Extrait à lire.
▽
De plus, comme l'usage des cadenas d'aiguillage à haute sécurité, plus résistants aux manipulations intempestives, a été limité aux voies dépourvues de signalisation, et comme on n'a pas exigé la généralisation de l'emploi de verrous d'aiguille offrant une protection accrue, le risque d'une mauvaise orientation des aiguillages en raison de manipulations intempestives dans les territoires dépourvus de signalisation s'avérait plus grand qu'il l'aurait été autrement. Les raisons pour lesquelles on a insisté sur les territoires dépourvus de signalisation au milieu des années 1980 étaient évidentes; jusqu'à cet accident, on estimait que les risques de manipulation intempestive des aiguillages étaient faibles dans les territoires à signalisation automatique, car on estimait que le système avait la capacité d'alerter les équipes des trains des dangers latents.

2.4 Préavis

En territoire régi par la CCC, plusieurs dispositifs, comme le système de signalisation ferroviaire et les cibles des aiguillages proprement dits, fournissent aux équipes un préavis sur la position dangereuse des aiguillages de voie principale. Toutefois, l'enquête a révélé qu'il y avait des limites à la sécurité offerte par ces dispositifs.

Quand le verrouillage d'un aiguillage est compromis, mais que les pointes d'aiguille n'ont pas bougé d'au moins ¼ de pouce, le système de signalisation continue d'indiquer à l'équipe du train qui approche que l'alignement de l'aiguillage est conforme aux attentes. De même, si des pointes d'aiguille à manœuvre manuelle sont déplacées après qu'un train a dépassé le dernier signal, le système de signalisation ne communique pas ce dernier changement à l'équipe du train. Dans une telle situation, l'équipe d'un train qui approche ignorerait que la position de l'aiguillage suivant représente un danger. C'est ce qui est arrivé lors de cet accident-ci.

Il faut faire faire un mouvement latéral à l'ensemble constitué des pointes d'aiguille, de la tringle d'écartement et du levier de manœuvre d'aiguillage pour faire tourner le mât de l'appareil de manœuvre d'aiguillage et pour faire en sorte que l'équipe d'un train qui approche voie une cible et un voyant rouges indiquant que l'aiguillage est orienté pour un itinéraire dévié. Toutefois, si le levier d'un appareil de manœuvre est déverrouillé, ou si les pointes d'aiguille sont seulement entrouvertes, la cible d'aiguillage montrera quand même une indication normale (p. ex. verte), induisant en erreur l'équipe d'un train qui approche (figure 15 et figure 16).

Bien qu'il y ait peu de risques de manipulation illicite d'aiguillages dans les territoires à signalisation automatique, les équipes des trains et le public sont menacés du fait que ni le système de signalisation ni les cibles des aiguillages ne sont fiables lorsqu'il s'agit de signaler qu'un aiguillage de voie principale n'est pas verrouillé correctement.
△
Données affichées.
▽
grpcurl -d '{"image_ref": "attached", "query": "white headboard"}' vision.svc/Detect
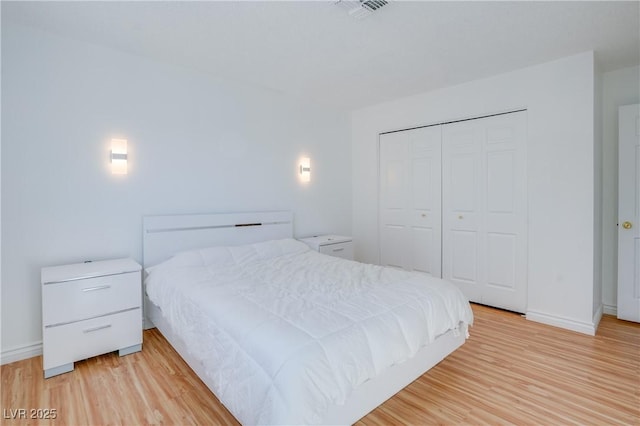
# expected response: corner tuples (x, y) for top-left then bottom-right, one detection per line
(142, 211), (293, 268)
△
Consigne A.
D'après l'extrait à lire, quelle indication la cible d'aiguillage montre-t-elle lorsque les pointes d'aiguille sont seulement entrouvertes ?
Consigne B.
Recopiez le passage de l'extrait à lire qui s'ouvre sur les mots contenant « 2.4 Préavis » et se clôt sur « par ces dispositifs. ».

Corrigé A.
Une indication normale, par exemple verte.

Corrigé B.
2.4 Préavis

En territoire régi par la CCC, plusieurs dispositifs, comme le système de signalisation ferroviaire et les cibles des aiguillages proprement dits, fournissent aux équipes un préavis sur la position dangereuse des aiguillages de voie principale. Toutefois, l'enquête a révélé qu'il y avait des limites à la sécurité offerte par ces dispositifs.